[Saved entries]

• • • •

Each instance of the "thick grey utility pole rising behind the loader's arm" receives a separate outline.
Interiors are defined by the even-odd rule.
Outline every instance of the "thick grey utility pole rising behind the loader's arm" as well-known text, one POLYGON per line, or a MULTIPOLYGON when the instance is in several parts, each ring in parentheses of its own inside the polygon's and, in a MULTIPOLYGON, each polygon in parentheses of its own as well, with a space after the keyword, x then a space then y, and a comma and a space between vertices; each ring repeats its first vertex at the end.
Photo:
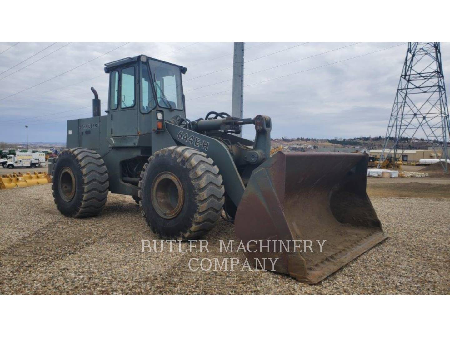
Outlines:
MULTIPOLYGON (((244 106, 244 42, 234 42, 233 56, 233 97, 231 115, 243 118, 244 106)), ((242 137, 242 130, 239 134, 242 137)))

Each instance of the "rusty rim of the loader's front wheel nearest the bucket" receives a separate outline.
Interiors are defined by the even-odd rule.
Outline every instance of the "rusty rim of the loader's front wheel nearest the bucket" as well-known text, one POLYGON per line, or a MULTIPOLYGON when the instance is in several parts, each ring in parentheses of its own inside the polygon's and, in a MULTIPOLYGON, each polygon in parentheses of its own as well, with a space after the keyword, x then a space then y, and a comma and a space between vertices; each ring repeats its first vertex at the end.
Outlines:
POLYGON ((159 216, 173 219, 180 213, 183 201, 180 179, 171 172, 159 173, 152 184, 152 204, 159 216))

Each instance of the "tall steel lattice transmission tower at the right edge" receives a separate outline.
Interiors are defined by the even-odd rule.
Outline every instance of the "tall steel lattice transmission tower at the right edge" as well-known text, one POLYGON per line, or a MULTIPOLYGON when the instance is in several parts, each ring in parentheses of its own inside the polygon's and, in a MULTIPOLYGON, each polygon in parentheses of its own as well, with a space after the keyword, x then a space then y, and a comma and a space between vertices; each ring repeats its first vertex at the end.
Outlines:
POLYGON ((380 164, 389 156, 393 161, 402 159, 405 137, 422 137, 430 142, 436 158, 446 160, 441 164, 448 172, 450 122, 440 48, 439 42, 408 43, 380 164))

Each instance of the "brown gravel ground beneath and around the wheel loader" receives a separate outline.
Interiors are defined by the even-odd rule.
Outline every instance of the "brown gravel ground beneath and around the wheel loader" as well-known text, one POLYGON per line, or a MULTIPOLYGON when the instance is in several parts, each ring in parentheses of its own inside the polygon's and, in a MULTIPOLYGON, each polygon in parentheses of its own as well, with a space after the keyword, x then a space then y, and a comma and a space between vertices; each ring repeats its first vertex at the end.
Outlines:
POLYGON ((205 238, 211 253, 141 253, 141 240, 158 238, 129 196, 110 194, 99 217, 71 219, 50 184, 3 190, 0 293, 449 294, 450 198, 372 202, 390 238, 309 285, 268 271, 189 270, 193 257, 244 259, 218 253, 219 239, 235 239, 227 222, 205 238))

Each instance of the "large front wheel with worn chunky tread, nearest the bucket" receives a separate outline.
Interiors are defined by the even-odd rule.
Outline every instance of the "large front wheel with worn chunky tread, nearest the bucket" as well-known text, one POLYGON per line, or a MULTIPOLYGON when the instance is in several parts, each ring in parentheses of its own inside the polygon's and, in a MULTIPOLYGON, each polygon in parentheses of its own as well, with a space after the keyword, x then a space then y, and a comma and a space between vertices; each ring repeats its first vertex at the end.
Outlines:
POLYGON ((205 153, 167 147, 148 159, 140 177, 141 212, 162 238, 199 238, 220 218, 225 189, 219 168, 205 153))

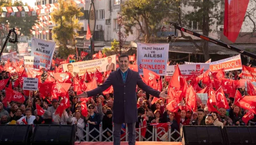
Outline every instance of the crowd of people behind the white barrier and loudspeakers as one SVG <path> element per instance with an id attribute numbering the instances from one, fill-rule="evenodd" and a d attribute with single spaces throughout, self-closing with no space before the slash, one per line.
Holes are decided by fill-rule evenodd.
<path id="1" fill-rule="evenodd" d="M 57 55 L 55 55 L 57 57 Z M 83 58 L 86 60 L 86 58 Z M 170 65 L 177 62 L 171 62 Z M 181 63 L 180 63 L 181 64 Z M 114 71 L 114 70 L 112 70 Z M 240 79 L 238 74 L 241 70 L 225 72 L 225 78 L 228 79 Z M 2 71 L 0 78 L 7 79 L 10 77 L 10 73 Z M 9 81 L 14 82 L 18 75 L 12 75 Z M 42 83 L 44 78 L 47 77 L 46 71 L 42 74 Z M 163 79 L 164 80 L 164 79 Z M 104 82 L 104 80 L 103 80 Z M 9 87 L 9 82 L 6 87 Z M 102 84 L 98 84 L 102 85 Z M 199 84 L 203 87 L 202 84 Z M 167 87 L 167 86 L 166 86 Z M 166 89 L 166 88 L 165 88 Z M 15 87 L 13 90 L 23 93 L 22 88 Z M 245 93 L 245 89 L 238 89 L 241 94 Z M 63 110 L 62 115 L 55 115 L 56 108 L 60 105 L 61 98 L 53 98 L 51 96 L 43 99 L 39 91 L 30 91 L 30 97 L 25 96 L 26 100 L 23 103 L 19 102 L 7 102 L 5 107 L 1 102 L 6 97 L 5 90 L 0 91 L 0 124 L 62 124 L 70 125 L 75 124 L 77 127 L 77 140 L 84 138 L 85 133 L 80 128 L 85 129 L 85 124 L 89 123 L 89 130 L 93 128 L 99 130 L 99 124 L 102 122 L 102 129 L 107 128 L 112 131 L 112 107 L 114 97 L 112 93 L 99 94 L 93 96 L 86 103 L 88 108 L 88 115 L 82 115 L 82 104 L 80 98 L 77 97 L 74 87 L 71 86 L 68 90 L 70 97 L 70 107 Z M 226 95 L 226 94 L 225 94 Z M 118 96 L 115 96 L 118 97 Z M 180 108 L 177 112 L 170 112 L 166 108 L 166 100 L 161 99 L 152 104 L 154 96 L 145 93 L 144 90 L 137 89 L 137 107 L 138 107 L 138 122 L 136 128 L 139 127 L 139 123 L 143 123 L 143 118 L 149 123 L 167 123 L 171 124 L 171 128 L 177 131 L 180 130 L 180 125 L 216 125 L 225 126 L 229 124 L 239 125 L 243 121 L 241 118 L 246 114 L 247 110 L 233 104 L 234 98 L 229 98 L 226 95 L 230 109 L 219 108 L 219 113 L 209 112 L 206 104 L 199 104 L 196 112 L 189 109 Z M 30 99 L 29 99 L 30 98 Z M 39 116 L 36 110 L 36 104 L 45 110 L 43 116 Z M 186 105 L 182 101 L 179 106 Z M 252 119 L 256 122 L 256 116 Z M 125 124 L 123 124 L 125 128 Z M 147 126 L 148 129 L 152 129 L 152 126 Z M 92 136 L 98 135 L 97 131 L 91 133 Z M 105 136 L 110 137 L 111 132 L 107 131 Z M 146 134 L 149 136 L 150 134 Z M 92 138 L 90 137 L 90 140 Z"/>

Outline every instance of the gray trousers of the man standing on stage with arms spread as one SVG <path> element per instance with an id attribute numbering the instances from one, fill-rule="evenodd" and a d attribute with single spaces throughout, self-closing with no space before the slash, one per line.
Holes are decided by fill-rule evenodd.
<path id="1" fill-rule="evenodd" d="M 135 137 L 136 137 L 135 124 L 136 123 L 128 123 L 127 124 L 127 127 L 128 127 L 128 144 L 129 145 L 135 145 Z M 122 124 L 114 123 L 114 131 L 113 131 L 114 145 L 120 145 L 121 127 L 122 127 Z"/>

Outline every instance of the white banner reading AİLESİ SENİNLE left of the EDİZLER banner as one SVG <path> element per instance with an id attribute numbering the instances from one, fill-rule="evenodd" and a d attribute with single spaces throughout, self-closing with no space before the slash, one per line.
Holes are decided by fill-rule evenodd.
<path id="1" fill-rule="evenodd" d="M 24 56 L 24 67 L 40 69 L 40 58 L 35 56 Z"/>

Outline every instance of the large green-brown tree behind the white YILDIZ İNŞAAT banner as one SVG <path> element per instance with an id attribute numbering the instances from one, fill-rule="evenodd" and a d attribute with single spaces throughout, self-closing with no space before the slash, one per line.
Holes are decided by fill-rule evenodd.
<path id="1" fill-rule="evenodd" d="M 124 19 L 126 34 L 132 34 L 132 27 L 138 26 L 144 34 L 144 42 L 150 40 L 167 19 L 170 12 L 172 0 L 129 0 L 121 6 L 121 14 Z"/>

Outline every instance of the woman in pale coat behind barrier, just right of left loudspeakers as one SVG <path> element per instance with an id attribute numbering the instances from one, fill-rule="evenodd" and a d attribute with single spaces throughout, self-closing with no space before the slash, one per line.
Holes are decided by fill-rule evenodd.
<path id="1" fill-rule="evenodd" d="M 84 136 L 83 130 L 80 129 L 80 128 L 84 128 L 85 126 L 84 120 L 81 118 L 81 115 L 82 115 L 81 111 L 76 110 L 75 117 L 73 117 L 72 112 L 70 112 L 68 117 L 68 122 L 76 125 L 76 133 L 77 133 L 77 136 L 79 137 L 79 139 L 77 140 L 83 139 L 83 136 Z"/>

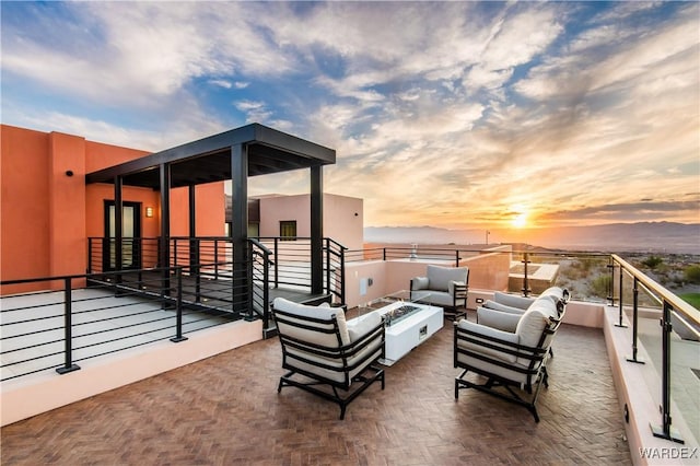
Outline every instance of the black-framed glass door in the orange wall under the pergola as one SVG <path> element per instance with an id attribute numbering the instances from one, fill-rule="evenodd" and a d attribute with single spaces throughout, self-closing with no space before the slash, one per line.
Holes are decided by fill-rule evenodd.
<path id="1" fill-rule="evenodd" d="M 105 200 L 105 242 L 103 255 L 104 270 L 141 268 L 141 203 L 122 202 L 121 219 L 121 267 L 116 267 L 115 205 Z"/>

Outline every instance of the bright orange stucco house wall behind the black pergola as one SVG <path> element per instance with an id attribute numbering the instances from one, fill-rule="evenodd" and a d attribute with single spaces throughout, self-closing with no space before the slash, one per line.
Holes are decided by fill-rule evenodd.
<path id="1" fill-rule="evenodd" d="M 85 185 L 85 174 L 148 152 L 59 132 L 0 130 L 0 279 L 84 273 L 88 238 L 104 236 L 105 200 L 114 199 L 113 185 Z M 223 235 L 223 183 L 200 185 L 196 196 L 197 235 Z M 141 203 L 141 236 L 159 236 L 160 193 L 125 187 L 122 199 Z M 171 235 L 188 235 L 187 189 L 171 191 Z M 37 287 L 3 287 L 1 293 L 31 289 Z"/>

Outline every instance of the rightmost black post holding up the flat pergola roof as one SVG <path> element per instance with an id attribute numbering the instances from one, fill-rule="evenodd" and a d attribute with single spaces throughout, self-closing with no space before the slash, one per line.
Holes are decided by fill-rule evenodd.
<path id="1" fill-rule="evenodd" d="M 311 292 L 324 290 L 324 179 L 323 166 L 311 167 Z"/>

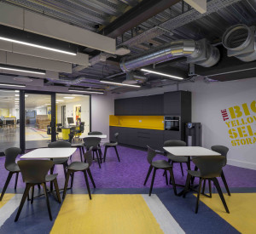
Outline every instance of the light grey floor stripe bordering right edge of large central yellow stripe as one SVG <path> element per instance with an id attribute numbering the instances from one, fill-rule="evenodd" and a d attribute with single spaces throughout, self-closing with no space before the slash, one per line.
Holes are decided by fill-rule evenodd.
<path id="1" fill-rule="evenodd" d="M 152 194 L 151 197 L 149 197 L 148 194 L 142 194 L 142 196 L 165 234 L 185 233 L 181 226 L 178 225 L 177 221 L 174 220 L 172 214 L 170 214 L 164 204 L 161 203 L 157 195 Z"/>

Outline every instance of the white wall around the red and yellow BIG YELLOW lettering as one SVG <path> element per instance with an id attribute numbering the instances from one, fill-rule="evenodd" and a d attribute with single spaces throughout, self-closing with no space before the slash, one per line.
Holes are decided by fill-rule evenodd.
<path id="1" fill-rule="evenodd" d="M 116 99 L 134 96 L 163 94 L 177 90 L 177 85 L 163 88 L 152 88 L 143 91 L 129 92 L 115 95 Z M 230 148 L 228 163 L 244 168 L 256 169 L 256 143 L 244 146 L 232 146 L 229 129 L 221 115 L 221 110 L 232 106 L 248 106 L 256 100 L 256 78 L 242 79 L 225 83 L 204 83 L 198 79 L 195 83 L 183 83 L 179 90 L 192 92 L 192 122 L 202 124 L 203 146 L 210 148 L 212 145 L 224 145 Z M 250 107 L 249 107 L 250 108 Z M 256 113 L 251 112 L 251 117 Z M 240 117 L 246 119 L 246 117 Z M 251 124 L 254 136 L 256 135 L 256 120 Z M 236 131 L 237 131 L 237 127 Z M 245 134 L 245 133 L 244 133 Z"/>

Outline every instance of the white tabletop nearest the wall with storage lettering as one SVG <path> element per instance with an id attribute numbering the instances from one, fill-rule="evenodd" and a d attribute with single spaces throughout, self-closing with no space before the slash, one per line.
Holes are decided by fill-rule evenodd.
<path id="1" fill-rule="evenodd" d="M 164 150 L 176 156 L 213 156 L 220 155 L 216 151 L 208 150 L 200 146 L 172 146 L 164 147 Z"/>

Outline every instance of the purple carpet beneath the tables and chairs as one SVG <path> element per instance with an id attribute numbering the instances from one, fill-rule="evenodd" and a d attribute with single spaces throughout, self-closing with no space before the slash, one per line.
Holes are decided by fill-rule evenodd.
<path id="1" fill-rule="evenodd" d="M 103 149 L 102 149 L 103 150 Z M 90 170 L 97 188 L 143 188 L 143 182 L 148 172 L 147 151 L 140 151 L 124 146 L 118 146 L 120 163 L 112 148 L 108 149 L 106 163 L 102 163 L 102 168 L 97 163 L 93 163 Z M 0 188 L 3 188 L 8 172 L 4 168 L 4 157 L 0 157 Z M 157 156 L 155 159 L 166 159 L 163 156 Z M 80 161 L 79 151 L 73 154 L 72 161 Z M 69 160 L 68 163 L 71 163 Z M 194 168 L 192 166 L 192 168 Z M 174 176 L 177 184 L 184 184 L 186 180 L 186 165 L 183 164 L 184 176 L 181 174 L 179 163 L 174 164 Z M 60 187 L 64 186 L 64 173 L 61 165 L 55 167 L 55 173 L 58 173 L 58 183 Z M 166 185 L 163 171 L 156 172 L 154 187 L 170 187 Z M 238 168 L 227 165 L 224 167 L 224 174 L 230 188 L 234 187 L 256 187 L 256 170 Z M 149 187 L 151 176 L 148 179 L 146 187 Z M 221 183 L 223 186 L 223 184 Z M 10 181 L 9 188 L 14 188 L 15 176 Z M 77 172 L 74 177 L 74 188 L 85 188 L 84 174 Z M 19 177 L 18 187 L 24 187 L 21 175 Z"/>

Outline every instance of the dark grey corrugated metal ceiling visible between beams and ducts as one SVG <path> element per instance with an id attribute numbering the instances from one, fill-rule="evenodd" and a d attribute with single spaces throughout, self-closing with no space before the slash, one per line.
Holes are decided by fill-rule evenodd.
<path id="1" fill-rule="evenodd" d="M 49 15 L 80 26 L 90 31 L 97 31 L 108 26 L 126 11 L 142 2 L 139 0 L 5 0 L 24 9 L 40 14 Z M 256 0 L 211 0 L 207 1 L 207 13 L 200 14 L 191 9 L 183 1 L 166 9 L 153 18 L 146 20 L 133 33 L 127 31 L 117 37 L 117 45 L 125 45 L 131 49 L 131 54 L 141 53 L 146 49 L 157 47 L 172 40 L 206 37 L 211 43 L 219 43 L 227 27 L 237 23 L 248 26 L 256 24 Z M 160 27 L 156 27 L 160 26 Z M 135 32 L 137 31 L 137 32 Z M 84 50 L 87 53 L 91 49 Z M 70 79 L 84 76 L 88 78 L 102 78 L 119 73 L 119 57 L 110 58 L 107 62 L 100 62 L 95 66 L 86 68 L 73 74 L 61 74 Z M 188 70 L 184 62 L 172 63 L 172 67 Z"/>

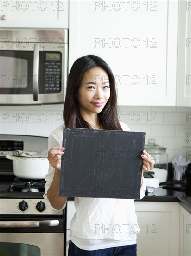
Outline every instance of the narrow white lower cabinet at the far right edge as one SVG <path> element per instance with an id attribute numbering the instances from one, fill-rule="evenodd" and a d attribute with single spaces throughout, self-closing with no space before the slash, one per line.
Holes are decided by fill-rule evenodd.
<path id="1" fill-rule="evenodd" d="M 191 214 L 180 206 L 179 256 L 191 256 Z"/>

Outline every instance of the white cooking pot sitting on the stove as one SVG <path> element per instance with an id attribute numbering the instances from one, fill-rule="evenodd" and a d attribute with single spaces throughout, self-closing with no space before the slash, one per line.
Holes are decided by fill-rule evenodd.
<path id="1" fill-rule="evenodd" d="M 48 173 L 49 161 L 47 158 L 30 158 L 6 156 L 13 160 L 13 173 L 22 179 L 45 179 Z"/>

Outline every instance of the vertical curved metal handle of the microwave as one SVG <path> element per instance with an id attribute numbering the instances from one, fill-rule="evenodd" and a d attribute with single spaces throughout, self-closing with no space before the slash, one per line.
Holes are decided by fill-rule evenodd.
<path id="1" fill-rule="evenodd" d="M 39 76 L 39 45 L 34 44 L 33 58 L 33 100 L 38 101 L 38 76 Z"/>

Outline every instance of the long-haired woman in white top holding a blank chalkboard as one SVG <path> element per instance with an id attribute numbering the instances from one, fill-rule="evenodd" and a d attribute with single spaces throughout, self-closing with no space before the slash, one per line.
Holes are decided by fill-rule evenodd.
<path id="1" fill-rule="evenodd" d="M 114 75 L 100 57 L 88 55 L 76 60 L 70 70 L 64 103 L 64 125 L 49 137 L 49 172 L 45 189 L 54 209 L 63 209 L 67 197 L 59 196 L 63 128 L 129 131 L 117 116 Z M 143 171 L 154 160 L 143 151 Z M 145 195 L 142 172 L 140 199 Z M 139 233 L 132 199 L 75 197 L 76 213 L 70 223 L 69 256 L 136 256 Z"/>

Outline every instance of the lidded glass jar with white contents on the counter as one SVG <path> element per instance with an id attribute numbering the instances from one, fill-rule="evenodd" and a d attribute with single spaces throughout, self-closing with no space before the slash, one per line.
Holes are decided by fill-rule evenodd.
<path id="1" fill-rule="evenodd" d="M 166 182 L 168 171 L 168 154 L 166 153 L 166 148 L 156 144 L 155 139 L 149 139 L 148 144 L 145 145 L 145 150 L 155 161 L 152 170 L 154 171 L 155 176 L 159 178 L 160 183 Z"/>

• • • •

• Instructions to follow
Tally the lines above that contain the word "separate", and reply with only the number.

• Answer to this problem
5